(Records of labeled points)

##############################

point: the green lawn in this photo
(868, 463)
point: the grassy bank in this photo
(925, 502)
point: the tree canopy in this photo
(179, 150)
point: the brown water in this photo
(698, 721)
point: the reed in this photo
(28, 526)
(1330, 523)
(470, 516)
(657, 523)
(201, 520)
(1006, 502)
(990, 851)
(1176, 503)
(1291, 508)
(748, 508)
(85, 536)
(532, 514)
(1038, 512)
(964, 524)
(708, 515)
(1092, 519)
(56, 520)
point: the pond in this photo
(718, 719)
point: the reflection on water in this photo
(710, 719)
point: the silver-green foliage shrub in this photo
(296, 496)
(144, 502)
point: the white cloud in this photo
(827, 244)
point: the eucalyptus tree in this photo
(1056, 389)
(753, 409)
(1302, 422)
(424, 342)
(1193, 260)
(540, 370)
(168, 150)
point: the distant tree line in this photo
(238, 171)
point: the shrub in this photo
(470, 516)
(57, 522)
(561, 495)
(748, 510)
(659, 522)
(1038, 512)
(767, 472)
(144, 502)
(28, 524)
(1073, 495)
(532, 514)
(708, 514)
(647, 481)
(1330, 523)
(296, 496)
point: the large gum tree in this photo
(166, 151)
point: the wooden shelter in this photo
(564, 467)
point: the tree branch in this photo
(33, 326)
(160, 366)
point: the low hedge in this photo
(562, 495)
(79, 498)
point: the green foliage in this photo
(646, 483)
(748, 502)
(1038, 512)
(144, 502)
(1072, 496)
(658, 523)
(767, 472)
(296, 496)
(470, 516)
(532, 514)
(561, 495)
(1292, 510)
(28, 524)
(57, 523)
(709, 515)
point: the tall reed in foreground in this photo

##############################

### What you will do
Reproduce the whole listing, substituting "bush" for every occurrence of "shrub" and keeping everything else the same.

### Exercise response
point: the green lawn in this photo
(868, 463)
point: the grassy bank in this photo
(925, 502)
point: the tree canopy in this photo
(179, 150)
point: the brown water in this photo
(698, 721)
point: the reed in this photo
(28, 526)
(1330, 523)
(470, 516)
(657, 523)
(201, 520)
(1006, 502)
(990, 851)
(1176, 503)
(1291, 508)
(748, 508)
(85, 536)
(532, 514)
(1038, 512)
(964, 524)
(708, 515)
(1092, 519)
(56, 520)
point: the pond in this photo
(718, 719)
point: the reflection on water in this photo
(710, 719)
point: the silver-green foliage bush in this photo
(296, 496)
(144, 502)
point: the white cloud in this photo
(827, 244)
point: the eucalyptus tree in this photo
(1056, 389)
(753, 409)
(1302, 422)
(424, 342)
(1193, 260)
(540, 370)
(168, 150)
point: the distant tree line in this photo
(238, 171)
point: the bush in this photo
(470, 516)
(57, 522)
(561, 495)
(748, 510)
(659, 522)
(1038, 512)
(767, 472)
(144, 502)
(28, 524)
(1073, 495)
(532, 514)
(708, 514)
(647, 481)
(1330, 523)
(296, 496)
point: the large gum tree in this photo
(166, 151)
point: the wooden shelter in this photo
(564, 467)
point: the tree branch in this photo
(33, 326)
(160, 366)
point: the low hedge in this photo
(562, 495)
(79, 498)
point: the green foliage in this photo
(646, 483)
(748, 502)
(1038, 512)
(144, 502)
(1072, 496)
(658, 523)
(767, 472)
(296, 496)
(470, 516)
(532, 514)
(561, 495)
(1292, 510)
(28, 524)
(57, 523)
(709, 515)
point: the tall reed in foreground in this photo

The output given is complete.